TASK TO CARRY OUT
Your answer must be the records below, given again exactly, with no pictures in it.

Excerpts from a dataset
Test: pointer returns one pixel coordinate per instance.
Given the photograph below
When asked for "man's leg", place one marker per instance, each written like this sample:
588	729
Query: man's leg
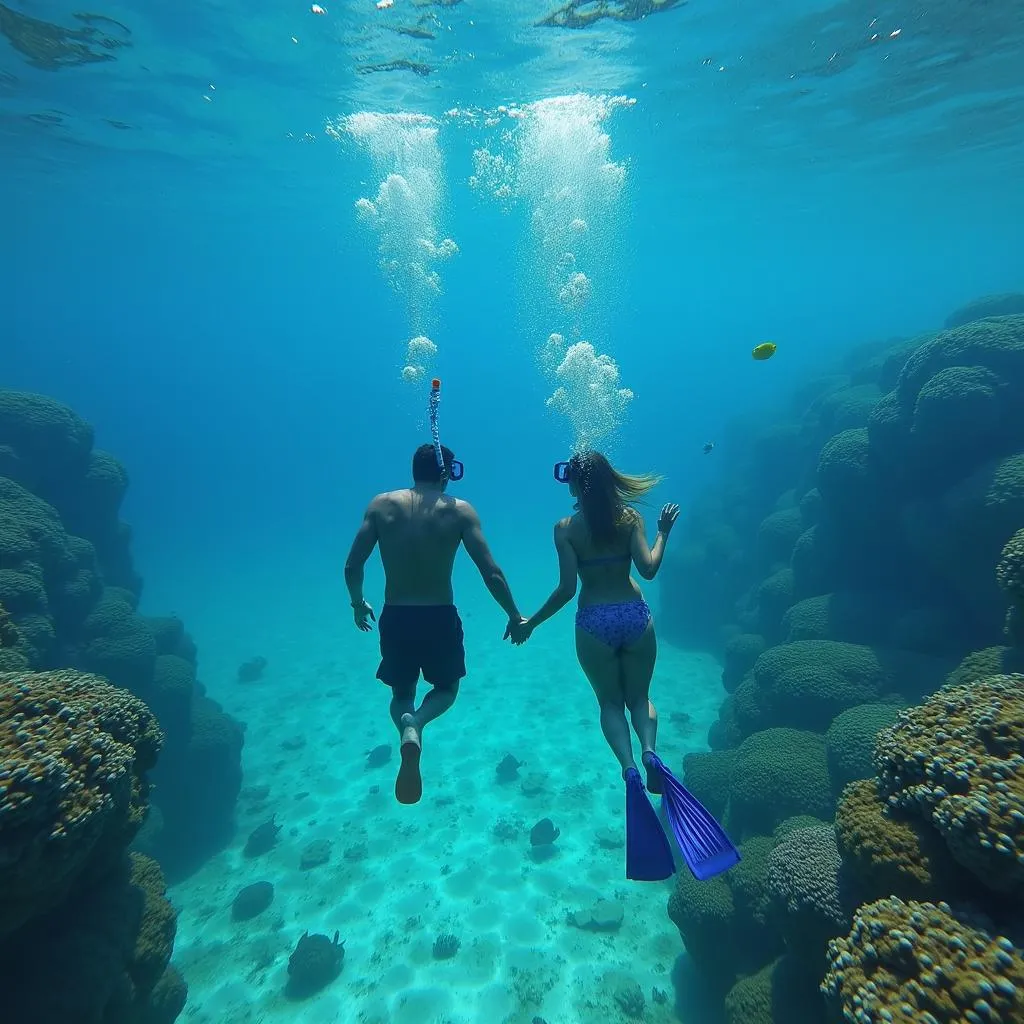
402	702
434	705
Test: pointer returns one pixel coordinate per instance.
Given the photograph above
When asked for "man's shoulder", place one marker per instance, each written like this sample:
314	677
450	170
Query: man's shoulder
463	509
390	497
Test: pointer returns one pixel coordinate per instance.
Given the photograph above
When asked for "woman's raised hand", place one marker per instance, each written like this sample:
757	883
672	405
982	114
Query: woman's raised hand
670	513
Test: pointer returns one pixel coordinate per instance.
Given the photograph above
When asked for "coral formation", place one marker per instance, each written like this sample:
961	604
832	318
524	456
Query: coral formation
910	963
314	963
850	741
71	594
775	774
86	932
806	889
957	761
889	851
852	566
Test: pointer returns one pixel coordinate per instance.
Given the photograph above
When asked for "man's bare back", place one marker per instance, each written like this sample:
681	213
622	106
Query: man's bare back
419	532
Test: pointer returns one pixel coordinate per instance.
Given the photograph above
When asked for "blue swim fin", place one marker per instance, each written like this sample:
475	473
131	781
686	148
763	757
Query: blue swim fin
706	848
648	855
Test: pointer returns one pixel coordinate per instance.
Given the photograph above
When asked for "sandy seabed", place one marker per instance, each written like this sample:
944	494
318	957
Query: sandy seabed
459	862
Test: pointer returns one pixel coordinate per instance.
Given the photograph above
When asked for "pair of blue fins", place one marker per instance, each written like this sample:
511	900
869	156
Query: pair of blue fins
702	842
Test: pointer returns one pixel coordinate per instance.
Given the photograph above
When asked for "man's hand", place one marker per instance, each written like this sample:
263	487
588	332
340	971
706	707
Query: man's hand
364	613
518	631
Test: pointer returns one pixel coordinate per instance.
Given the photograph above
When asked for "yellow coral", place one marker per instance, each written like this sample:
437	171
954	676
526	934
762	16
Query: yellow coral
923	964
888	851
957	761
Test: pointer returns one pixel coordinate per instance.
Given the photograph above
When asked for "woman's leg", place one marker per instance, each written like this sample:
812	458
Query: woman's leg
637	660
600	663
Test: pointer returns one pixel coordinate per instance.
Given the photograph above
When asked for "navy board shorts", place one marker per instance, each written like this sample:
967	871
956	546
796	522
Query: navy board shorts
421	638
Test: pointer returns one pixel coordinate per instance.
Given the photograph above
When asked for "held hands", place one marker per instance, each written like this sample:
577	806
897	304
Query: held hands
518	631
364	613
670	513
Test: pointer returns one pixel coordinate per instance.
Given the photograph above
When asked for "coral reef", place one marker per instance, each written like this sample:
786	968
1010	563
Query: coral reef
583	13
957	761
314	963
912	963
71	597
86	931
852	566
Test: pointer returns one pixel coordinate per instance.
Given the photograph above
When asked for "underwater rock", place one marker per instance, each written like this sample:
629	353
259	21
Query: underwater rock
378	756
262	839
532	784
630	1000
318	852
252	900
544	833
507	769
252	670
604	915
445	946
582	13
314	963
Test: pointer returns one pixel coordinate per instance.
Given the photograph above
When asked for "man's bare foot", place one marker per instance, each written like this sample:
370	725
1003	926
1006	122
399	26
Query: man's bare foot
409	784
653	775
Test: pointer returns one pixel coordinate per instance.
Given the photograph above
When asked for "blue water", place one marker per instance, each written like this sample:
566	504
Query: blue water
197	286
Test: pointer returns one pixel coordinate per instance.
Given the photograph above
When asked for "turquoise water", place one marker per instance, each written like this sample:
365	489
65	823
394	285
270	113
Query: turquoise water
226	230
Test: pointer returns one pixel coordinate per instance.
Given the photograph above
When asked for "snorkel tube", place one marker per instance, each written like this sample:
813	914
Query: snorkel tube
456	470
435	398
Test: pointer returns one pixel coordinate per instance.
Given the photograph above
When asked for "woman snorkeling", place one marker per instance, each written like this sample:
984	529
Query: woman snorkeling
614	634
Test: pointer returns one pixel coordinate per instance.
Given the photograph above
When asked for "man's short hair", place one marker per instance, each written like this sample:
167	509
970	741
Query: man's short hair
425	468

EXERCISE RESULT
Test: pointer returns one pixel coordinate per instance.
Given the photograph below
When asked for "man's leg", place one marker per instance, each written like this sample:
588	729
Query: man's leg
402	702
434	705
Test: pointer returns one pixel coordinate per instance.
Given the photograph above
When asked for "man's shoulder", place one marker per instance, each written like this sample:
314	677
450	170
Query: man's shoulder
463	509
390	497
Test: pointer returns one pixel coordinate per instance.
Given the photograph above
When asked for "woman's raised hand", place one marker per instance, each written like this sample:
757	883
672	405
982	114
Query: woman's raised hand
670	513
Test: pointer returns one pixel coordinate per instance.
Given the photograph above
When asked for "coral formation", place one marker per instance, each written like this sample:
961	604
832	318
524	456
Query: coral formation
910	963
314	963
850	741
71	594
775	774
86	932
806	889
957	761
889	851
852	566
Test: pointer returns one pixel coordinate per instance.
Given the photograph above
When asked for "man's bare back", place one marker per instance, each written like this sample:
681	213
622	106
Query: man's bare back
419	532
Test: pointer returns one pixel coordinate per instance.
Given the photograph above
When asked for "blue swim fin", place one marker per instance, each written like this sample:
475	473
131	781
686	148
763	757
Query: blue swim fin
706	848
648	855
Test: pointer returns one pixel coordinate per instance.
Given the photograph above
When asked for "sandy seabed", place one marker per instance, each written like this sample:
944	494
318	957
Query: sandy seabed
459	862
Test: pointer returns one pixel coordinate per instance.
Given the photograph above
When asked for "pair of blue fins", place one marker per instance, each written like this sample:
511	900
869	156
Query: pair of blue fins
702	842
Test: pointer returns one pixel coordinate per instance.
Given the photograph above
When asked for "man's hand", place one marker per instance, each written like this sample:
263	487
588	332
340	971
706	707
Query: man's hand
364	613
518	631
Test: pointer returns one pixel coordinate per instance.
Given the photograph above
When asked for "yellow coral", place one marker per instance, each written like this sample:
437	171
954	676
526	934
762	16
Query: yellow coral
923	964
888	851
957	761
Test: pointer returns one pixel coordinate per instance.
Given the photograph above
When asked for "woman's leg", place one marker per instance, each written like this sample:
812	458
Query: woman's leg
637	660
600	663
Test: pointer returns one pixel coordinate per instance.
Given the photograph above
When asked for "navy board shorts", place one marker per instance, each written like this sample:
967	871
956	546
796	522
Query: navy board shorts
421	638
Test: pointer returns one pixel coordinate per instance.
Given the photograph above
When asked for "held hands", place one marker per instance, each written like this sample:
577	806
897	304
Query: held hands
518	631
364	613
670	513
Test: pointer returns one pixel coordinate per instance.
Given the photograph above
When asked for "coral reef", place one marker per instance, each written like this sample:
786	968
1010	563
Query: coral reef
583	13
957	761
314	963
912	963
71	597
86	931
852	566
Test: pointer returns one pixel coordinate per instance.
Given the photograph above
When asked for "underwater rock", place one marker per instance, each written like this sample:
629	353
259	21
Query: underwater rock
378	756
262	839
532	784
630	1000
318	852
252	900
544	833
507	769
252	670
604	915
445	946
582	13
314	963
Test: pointer returns one pixel coordinate per instance.
Given the photograph above
When asked for "man's bare foot", place one marker per instance, each written like this sample:
370	725
1003	926
1006	122
399	26
Query: man's bare foot
409	784
653	775
Test: pointer returns one pixel coordinate per instance.
Given the photograph above
When asked for "blue water", place one marker per instance, each written like this sample:
566	504
Query: blue water
197	286
Test: pointer returns one pixel coordinate per instance.
Given the photograph above
When asked for "turquoise water", place one marker per instance, each written like this sample:
365	489
65	823
394	285
270	113
Query: turquoise water
226	230
Test: pointer returns one pixel coordinate per instance.
Given the photograph above
When asked for "snorkel tube", place one marker per instance, each written like this sample:
813	914
Query: snorkel tube
456	470
435	398
Test: pointer returns one pixel coordinate per instance.
Given the photograph above
When asked for "woman snorkeling", place one marker per instance, each written like this sample:
984	529
Query: woman snorkeling
614	634
Test: pointer returns one pixel coordinate per instance.
Given the photograph above
When asked for "man's short hair", place one marker per instance, each written like this sample:
167	509
970	741
Query: man's short hair
425	468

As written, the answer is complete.